[RECORDS TO USE]
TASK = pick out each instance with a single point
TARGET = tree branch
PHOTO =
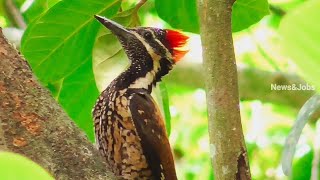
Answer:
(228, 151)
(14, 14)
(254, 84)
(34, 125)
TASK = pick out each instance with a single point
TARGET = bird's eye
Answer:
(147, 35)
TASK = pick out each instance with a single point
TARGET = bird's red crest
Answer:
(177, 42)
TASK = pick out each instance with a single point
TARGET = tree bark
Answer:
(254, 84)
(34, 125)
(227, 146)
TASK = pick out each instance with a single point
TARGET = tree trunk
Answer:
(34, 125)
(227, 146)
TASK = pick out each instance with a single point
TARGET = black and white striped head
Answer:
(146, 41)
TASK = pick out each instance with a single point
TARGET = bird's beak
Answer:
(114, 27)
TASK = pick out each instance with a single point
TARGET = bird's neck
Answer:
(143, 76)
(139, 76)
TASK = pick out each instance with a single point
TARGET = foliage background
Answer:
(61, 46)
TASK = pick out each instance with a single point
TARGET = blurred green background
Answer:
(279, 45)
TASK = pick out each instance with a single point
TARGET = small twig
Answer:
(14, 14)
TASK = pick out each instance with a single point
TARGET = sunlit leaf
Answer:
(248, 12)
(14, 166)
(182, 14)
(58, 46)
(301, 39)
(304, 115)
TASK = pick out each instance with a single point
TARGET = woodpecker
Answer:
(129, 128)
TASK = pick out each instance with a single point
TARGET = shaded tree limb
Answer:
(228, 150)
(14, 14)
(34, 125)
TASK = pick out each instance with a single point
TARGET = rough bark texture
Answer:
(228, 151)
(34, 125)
[/RECORDS TO USE]
[RECORDS TO USE]
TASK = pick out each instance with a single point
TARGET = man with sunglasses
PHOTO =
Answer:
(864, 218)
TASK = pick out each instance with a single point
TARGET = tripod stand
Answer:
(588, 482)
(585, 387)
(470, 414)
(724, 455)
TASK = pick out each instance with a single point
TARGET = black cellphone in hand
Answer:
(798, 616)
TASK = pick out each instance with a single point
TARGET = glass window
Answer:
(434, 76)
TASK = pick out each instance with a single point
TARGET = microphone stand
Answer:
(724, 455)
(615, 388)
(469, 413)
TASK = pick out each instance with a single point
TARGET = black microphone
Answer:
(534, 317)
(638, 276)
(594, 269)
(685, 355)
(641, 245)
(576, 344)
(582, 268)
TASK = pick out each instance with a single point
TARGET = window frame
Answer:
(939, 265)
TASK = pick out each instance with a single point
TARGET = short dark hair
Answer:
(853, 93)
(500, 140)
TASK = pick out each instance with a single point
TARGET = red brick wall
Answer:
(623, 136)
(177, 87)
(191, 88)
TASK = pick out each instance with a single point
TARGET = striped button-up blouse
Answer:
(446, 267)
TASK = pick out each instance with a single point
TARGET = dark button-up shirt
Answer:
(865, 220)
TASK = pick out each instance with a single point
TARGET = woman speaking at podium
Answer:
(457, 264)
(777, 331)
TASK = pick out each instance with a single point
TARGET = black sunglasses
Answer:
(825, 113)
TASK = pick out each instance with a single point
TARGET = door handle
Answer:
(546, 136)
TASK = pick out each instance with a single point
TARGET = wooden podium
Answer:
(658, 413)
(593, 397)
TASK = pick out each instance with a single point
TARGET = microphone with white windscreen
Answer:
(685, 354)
[/RECORDS TO USE]
[RECORDS TO USE]
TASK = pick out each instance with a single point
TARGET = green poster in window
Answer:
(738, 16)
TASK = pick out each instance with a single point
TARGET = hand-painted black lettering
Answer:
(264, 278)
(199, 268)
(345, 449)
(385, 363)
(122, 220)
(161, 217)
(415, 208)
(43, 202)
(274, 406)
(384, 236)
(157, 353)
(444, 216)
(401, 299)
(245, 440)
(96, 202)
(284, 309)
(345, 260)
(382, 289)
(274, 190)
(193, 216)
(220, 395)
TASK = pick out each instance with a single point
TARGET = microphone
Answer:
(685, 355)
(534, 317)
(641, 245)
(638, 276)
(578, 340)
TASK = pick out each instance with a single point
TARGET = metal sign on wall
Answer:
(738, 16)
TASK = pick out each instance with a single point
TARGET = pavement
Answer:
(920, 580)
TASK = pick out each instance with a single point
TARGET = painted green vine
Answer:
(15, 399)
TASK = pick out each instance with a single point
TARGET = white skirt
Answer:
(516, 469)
[/RECORDS TO USE]
EXERCISE: Please report how many lines in the records contain the string "black", and write nothing besides that number.

SOLUTION FOR THIS EXERCISE: 5